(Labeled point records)
──────

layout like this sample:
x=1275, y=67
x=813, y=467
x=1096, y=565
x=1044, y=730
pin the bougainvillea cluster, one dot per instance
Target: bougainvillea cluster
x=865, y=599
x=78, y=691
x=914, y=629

──────

- TASK REQUIREMENTS
Copy out every line of the records again, with the requests included, and increase each x and y coordinate in the answers by 147. Leave the numbers in the requests and in their format samples unchanged.

- ANSWER FOR THIS EXERCISE
layout like this sample:
x=1275, y=67
x=813, y=467
x=1096, y=565
x=1044, y=730
pin the bougainvillea cluster, one dot per instance
Target: bougainvillea cluster
x=1012, y=746
x=225, y=838
x=1061, y=776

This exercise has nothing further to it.